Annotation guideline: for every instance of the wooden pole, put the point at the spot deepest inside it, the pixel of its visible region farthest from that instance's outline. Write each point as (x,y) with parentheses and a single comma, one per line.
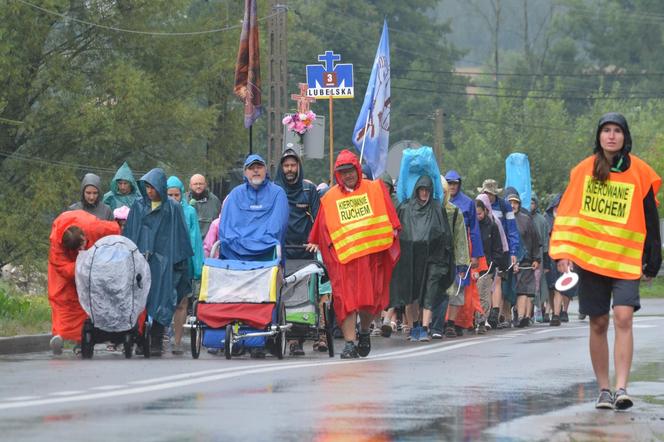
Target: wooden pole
(331,142)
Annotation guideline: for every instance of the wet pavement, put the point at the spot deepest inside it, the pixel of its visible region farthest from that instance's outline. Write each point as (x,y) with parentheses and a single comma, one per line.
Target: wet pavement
(518,384)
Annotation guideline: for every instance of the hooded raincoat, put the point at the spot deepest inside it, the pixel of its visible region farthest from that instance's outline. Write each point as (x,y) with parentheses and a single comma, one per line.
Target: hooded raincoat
(426,268)
(67,315)
(253,220)
(303,204)
(362,283)
(161,234)
(98,209)
(113,198)
(190,217)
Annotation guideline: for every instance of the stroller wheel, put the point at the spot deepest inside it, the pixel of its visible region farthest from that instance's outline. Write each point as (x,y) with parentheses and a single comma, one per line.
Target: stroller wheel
(147,342)
(87,340)
(196,338)
(228,342)
(128,344)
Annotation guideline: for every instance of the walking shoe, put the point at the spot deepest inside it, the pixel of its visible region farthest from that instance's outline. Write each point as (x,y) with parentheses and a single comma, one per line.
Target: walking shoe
(349,351)
(295,349)
(56,344)
(493,318)
(604,400)
(621,400)
(414,335)
(364,344)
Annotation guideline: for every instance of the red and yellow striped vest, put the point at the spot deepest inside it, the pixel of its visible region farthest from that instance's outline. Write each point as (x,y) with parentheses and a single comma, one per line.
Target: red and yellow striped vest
(357,222)
(600,226)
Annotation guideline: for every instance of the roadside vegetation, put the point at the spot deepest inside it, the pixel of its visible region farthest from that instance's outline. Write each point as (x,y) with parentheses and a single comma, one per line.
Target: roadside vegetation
(23,314)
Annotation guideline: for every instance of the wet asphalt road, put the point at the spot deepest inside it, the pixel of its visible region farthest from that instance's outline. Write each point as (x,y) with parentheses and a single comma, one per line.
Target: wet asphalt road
(518,384)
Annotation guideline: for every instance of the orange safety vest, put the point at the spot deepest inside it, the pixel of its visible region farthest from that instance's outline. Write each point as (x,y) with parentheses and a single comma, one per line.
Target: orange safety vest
(600,226)
(358,222)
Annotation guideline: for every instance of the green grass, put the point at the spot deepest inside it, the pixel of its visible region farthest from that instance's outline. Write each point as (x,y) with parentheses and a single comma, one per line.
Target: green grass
(653,289)
(22,314)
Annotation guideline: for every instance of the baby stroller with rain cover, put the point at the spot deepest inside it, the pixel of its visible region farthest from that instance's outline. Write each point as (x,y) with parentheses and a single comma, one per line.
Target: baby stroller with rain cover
(113,281)
(309,319)
(240,307)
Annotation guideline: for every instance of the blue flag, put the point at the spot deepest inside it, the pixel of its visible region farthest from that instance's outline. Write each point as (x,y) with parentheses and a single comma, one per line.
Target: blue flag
(372,128)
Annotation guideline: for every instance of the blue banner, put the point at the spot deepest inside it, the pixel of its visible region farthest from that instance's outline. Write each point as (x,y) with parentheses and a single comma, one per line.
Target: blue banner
(372,130)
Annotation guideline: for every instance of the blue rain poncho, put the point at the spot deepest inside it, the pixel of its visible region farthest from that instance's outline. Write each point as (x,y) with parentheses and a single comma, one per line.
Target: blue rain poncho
(414,164)
(161,235)
(191,218)
(253,221)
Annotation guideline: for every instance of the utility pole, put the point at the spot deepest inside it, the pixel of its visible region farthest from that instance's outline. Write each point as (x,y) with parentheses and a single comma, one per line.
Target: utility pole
(277,80)
(439,135)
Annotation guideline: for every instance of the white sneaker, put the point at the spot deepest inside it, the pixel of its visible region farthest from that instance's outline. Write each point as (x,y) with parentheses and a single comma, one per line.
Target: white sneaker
(56,344)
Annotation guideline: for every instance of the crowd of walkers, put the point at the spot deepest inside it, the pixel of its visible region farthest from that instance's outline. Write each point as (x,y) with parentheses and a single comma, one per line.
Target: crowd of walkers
(422,256)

• [Objective]: Reproduce all of the material above word for word. Omit the pictures.

• [Answer to this problem]:
Annotation guideline: for every instance of the wooden pole, put the point at the spot deepest inside it, the pixel of its visible region farthest from that instance's outline. Write each point as (x,y) with parentheses and a single comma, one per line.
Target: wooden pole
(331,142)
Annotation guideline: for every instance of the wet pavement, put the point at the spot deepest inside it, the pixel of its visible region farthest from that instance's outline. Write each point as (x,y) with parentheses and a single comma, one per line.
Target: wet pavement
(518,384)
Annotation guideline: for every instance of the hooded raincoat, put the point at the spot deepest inside it, the pixel of its visible region farthest from that instance's outline. Write each point as (x,y) with parentheses and a single comma, one per line.
Target: hooded raincoat
(426,268)
(67,315)
(253,220)
(303,204)
(362,283)
(161,234)
(98,209)
(113,198)
(190,217)
Annotation guideline: for every instance of the stroller wheel, put the point at the spot deepest inside it, the pixel of its visible region farthest from that instance's outline. Write each point as (x,y) with parentheses and a single comma, one per line.
Target: stroller wheel
(147,342)
(87,340)
(196,338)
(228,342)
(128,344)
Annotation guideline: for every instance of the walking shoe, put the point at the spot deepest inside it, the pixel of its visible region farthest from that instance's outline. Write each point as (x,y) with parentheses and a single comma, one per line.
Target: walking shoe
(349,351)
(295,349)
(56,344)
(493,318)
(604,400)
(621,400)
(414,335)
(364,344)
Annotation guideline: for every instance of the red and yellow striped vest, put the point at the spot deepest inside it, the pixel of its visible region farthest from that instance's outline. Write each point as (x,y) with parentheses and a single comma, one per line.
Target: red and yellow striped vest
(357,222)
(600,226)
Annotation guideline: for every instance of the roadside vegetation, put the point at the spot deepest inside it, the pixel of its visible region farthest from that instance's outline. Write each point as (x,y) with parentheses and a single comma, one per line.
Target: roadside vegetation
(23,314)
Annotation guideline: for every instance of the wet asphalt road, put the point at the spot deepest inside it, the pixel of its visible region farthest from that instance's outline. Write each point as (x,y) with parentheses and a single comma, one per line.
Target: wet asphalt road
(518,384)
Annotation guideline: for every instance of the orange safety vest, put the point at the spot deepest inside it, the pixel of its visible region farthest from that instance's outline. Write each point as (x,y) with parentheses and a single comma, one per line.
Target: orange safety vest
(600,226)
(358,222)
Annotation guideline: for every instance of the green grass, put the point at the spot deepest inside it, the pixel of its visible region farthest from that instance's outline. Write each point as (x,y) with parentheses and a single comma, one per line.
Target: green grass
(653,289)
(22,314)
Annotation guideline: for every instance of the baby stroller with rain cover, put the point at the spot deepest inside it, the pixel of its visible region farthest from that instance's outline. Write each point as (x,y) with parentheses and a single comma, one per line.
Target: baby stroller with rain cover
(113,281)
(309,319)
(240,307)
Annotation guideline: for every instance of the blue flag, put the point at the spot deepest inside it, the pixel of its visible region farthest from that instance's outline. Write each point as (x,y) with parentheses and a single comma, one per line.
Target: blue flag
(372,128)
Annotation guideline: for every instance of the blue banner, put the point at the spot deepest inside it, the pixel of its visible region farthest from that instance's outline. Write each point as (x,y) with parentheses and a single comma, one per line.
Target: blue banner
(372,130)
Annotation guideline: for every instance of the blue rain poncho, put the point at the spot deepest inside it, the pixel of its visible region farthest from that instance's outline. Write each point as (x,y) with parentheses and a single comma, one per line.
Target: blue rain poncho
(414,164)
(161,235)
(191,218)
(253,221)
Annotation guideline: for every instance of the utility pole, put the point at the spot deepest inside it, the pixel of its visible region farthest from that instance's outline. Write each point as (x,y) with parentheses and a single comma, one per line.
Target: utility pole
(277,80)
(439,135)
Annotation guideline: for every instance of the white sneaker, put the point at the spot deepest inside it, the pixel of its visible region farthest from that instance's outline. Write each point as (x,y) with parentheses and a single comma, one per line.
Target: white sneaker
(56,344)
Annotation guideline: for every instance of the crowd of walkers, put the point at the spot deepest inside it, the pixel of its visible region farthest from that instance's outline. Write each point as (x,y) with parentheses and a single comma, one per line.
Target: crowd of walkers
(422,256)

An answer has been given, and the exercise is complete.